RECORDS TO USE:
________________

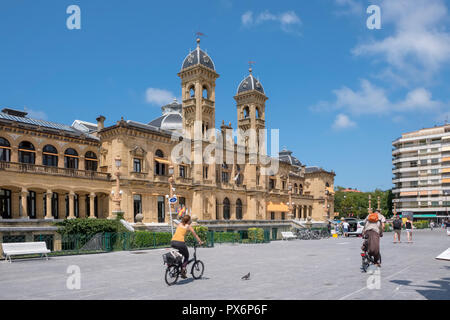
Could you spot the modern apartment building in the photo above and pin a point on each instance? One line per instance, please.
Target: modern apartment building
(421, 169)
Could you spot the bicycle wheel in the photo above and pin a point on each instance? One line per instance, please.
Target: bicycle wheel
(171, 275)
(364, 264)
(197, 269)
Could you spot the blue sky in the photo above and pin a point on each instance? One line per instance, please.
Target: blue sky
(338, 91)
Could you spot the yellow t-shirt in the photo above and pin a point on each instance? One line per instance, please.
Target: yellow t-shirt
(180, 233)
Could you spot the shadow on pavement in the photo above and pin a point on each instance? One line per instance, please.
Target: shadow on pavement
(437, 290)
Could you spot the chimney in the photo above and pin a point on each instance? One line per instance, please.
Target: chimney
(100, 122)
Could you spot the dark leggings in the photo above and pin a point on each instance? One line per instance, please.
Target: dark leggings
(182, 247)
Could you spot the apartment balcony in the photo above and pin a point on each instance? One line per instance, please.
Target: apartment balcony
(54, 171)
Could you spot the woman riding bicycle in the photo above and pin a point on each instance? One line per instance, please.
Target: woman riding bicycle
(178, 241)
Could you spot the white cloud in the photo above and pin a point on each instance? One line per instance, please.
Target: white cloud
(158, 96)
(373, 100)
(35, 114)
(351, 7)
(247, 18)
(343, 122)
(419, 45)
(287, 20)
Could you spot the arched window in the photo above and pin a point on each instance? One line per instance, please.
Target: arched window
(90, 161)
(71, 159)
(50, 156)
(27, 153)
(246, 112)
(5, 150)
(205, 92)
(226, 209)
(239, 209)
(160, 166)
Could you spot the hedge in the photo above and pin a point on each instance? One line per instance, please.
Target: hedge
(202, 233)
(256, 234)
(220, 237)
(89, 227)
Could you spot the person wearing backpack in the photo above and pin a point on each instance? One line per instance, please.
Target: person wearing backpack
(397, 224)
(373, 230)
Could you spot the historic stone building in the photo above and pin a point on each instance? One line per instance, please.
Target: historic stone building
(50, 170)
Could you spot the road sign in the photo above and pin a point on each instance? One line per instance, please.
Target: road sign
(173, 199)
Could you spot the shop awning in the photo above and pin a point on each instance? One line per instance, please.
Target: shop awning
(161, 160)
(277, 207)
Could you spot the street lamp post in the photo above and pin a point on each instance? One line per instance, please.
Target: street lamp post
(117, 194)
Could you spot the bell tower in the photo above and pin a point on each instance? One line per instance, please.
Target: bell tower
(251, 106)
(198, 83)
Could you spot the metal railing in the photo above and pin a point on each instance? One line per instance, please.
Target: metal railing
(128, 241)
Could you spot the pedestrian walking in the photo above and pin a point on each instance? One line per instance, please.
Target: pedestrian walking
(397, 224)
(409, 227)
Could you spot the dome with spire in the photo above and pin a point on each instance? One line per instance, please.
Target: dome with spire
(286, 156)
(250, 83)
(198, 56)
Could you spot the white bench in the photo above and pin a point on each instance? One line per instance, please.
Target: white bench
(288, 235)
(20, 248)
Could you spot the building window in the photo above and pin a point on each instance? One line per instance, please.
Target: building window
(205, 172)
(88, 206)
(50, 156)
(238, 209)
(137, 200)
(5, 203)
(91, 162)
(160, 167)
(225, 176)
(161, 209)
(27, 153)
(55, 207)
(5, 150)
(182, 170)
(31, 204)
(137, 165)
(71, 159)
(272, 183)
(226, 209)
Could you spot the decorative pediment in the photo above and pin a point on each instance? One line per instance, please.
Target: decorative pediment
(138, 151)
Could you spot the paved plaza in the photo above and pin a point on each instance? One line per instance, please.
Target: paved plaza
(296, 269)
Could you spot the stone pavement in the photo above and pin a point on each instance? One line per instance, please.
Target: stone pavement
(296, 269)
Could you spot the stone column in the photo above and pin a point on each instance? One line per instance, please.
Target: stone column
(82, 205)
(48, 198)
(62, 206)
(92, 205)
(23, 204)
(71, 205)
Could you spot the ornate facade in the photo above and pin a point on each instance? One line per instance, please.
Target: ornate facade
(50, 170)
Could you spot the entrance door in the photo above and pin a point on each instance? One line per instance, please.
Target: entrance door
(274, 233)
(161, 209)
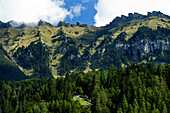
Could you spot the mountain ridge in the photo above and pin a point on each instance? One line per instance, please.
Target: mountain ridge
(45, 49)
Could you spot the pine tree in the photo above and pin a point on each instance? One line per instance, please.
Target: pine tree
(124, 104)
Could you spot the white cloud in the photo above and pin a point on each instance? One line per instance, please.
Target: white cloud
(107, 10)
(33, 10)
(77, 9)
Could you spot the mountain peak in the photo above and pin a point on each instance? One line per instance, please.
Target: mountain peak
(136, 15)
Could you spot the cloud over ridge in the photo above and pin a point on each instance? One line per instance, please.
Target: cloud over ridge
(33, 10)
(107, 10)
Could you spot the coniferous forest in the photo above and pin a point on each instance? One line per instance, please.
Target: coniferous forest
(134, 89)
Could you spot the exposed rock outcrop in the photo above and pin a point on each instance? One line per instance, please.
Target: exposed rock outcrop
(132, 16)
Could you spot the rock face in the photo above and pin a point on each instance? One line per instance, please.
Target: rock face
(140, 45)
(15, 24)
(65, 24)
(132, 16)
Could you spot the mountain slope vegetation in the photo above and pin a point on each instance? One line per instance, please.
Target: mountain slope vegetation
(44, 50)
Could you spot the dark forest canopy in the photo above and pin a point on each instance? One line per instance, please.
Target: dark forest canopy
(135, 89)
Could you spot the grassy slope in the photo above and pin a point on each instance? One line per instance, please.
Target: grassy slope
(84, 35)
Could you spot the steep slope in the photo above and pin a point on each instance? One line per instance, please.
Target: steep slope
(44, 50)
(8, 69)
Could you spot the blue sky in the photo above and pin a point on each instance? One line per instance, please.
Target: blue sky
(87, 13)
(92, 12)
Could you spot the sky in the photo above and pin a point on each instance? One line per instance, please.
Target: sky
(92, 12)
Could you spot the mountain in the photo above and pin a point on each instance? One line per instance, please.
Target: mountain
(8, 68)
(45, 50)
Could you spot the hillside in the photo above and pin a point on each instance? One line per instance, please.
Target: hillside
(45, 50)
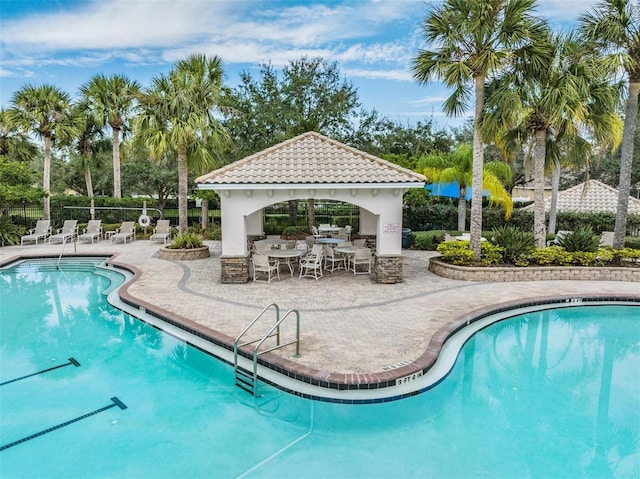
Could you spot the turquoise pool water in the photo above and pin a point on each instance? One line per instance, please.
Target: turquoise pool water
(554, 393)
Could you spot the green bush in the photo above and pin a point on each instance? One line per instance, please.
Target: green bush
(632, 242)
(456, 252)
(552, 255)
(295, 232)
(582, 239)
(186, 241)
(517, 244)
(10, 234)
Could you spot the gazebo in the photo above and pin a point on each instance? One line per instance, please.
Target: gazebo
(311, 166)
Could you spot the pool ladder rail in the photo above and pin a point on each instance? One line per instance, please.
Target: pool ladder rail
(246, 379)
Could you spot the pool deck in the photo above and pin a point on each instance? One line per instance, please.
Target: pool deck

________________

TASK ITEM: Only the lines from the one containing "Target: green bush" through the last line of the material should be returned, each one exactly as written.

TASK ANSWER:
Target: green bush
(632, 242)
(456, 252)
(552, 255)
(295, 232)
(582, 239)
(186, 241)
(517, 244)
(10, 234)
Could you spot the gazebo in the photo above and pin a point on each instance? One line per instance, please.
Target: gazebo
(311, 166)
Could you spot the pool ladder rail in the photo above and pin a point on each instance? One line per instance, please.
Target: pool ladder rail
(246, 379)
Could you spot the pool deck in the photo above and pin a point on each instance? One line per instance, please.
Target: pool deck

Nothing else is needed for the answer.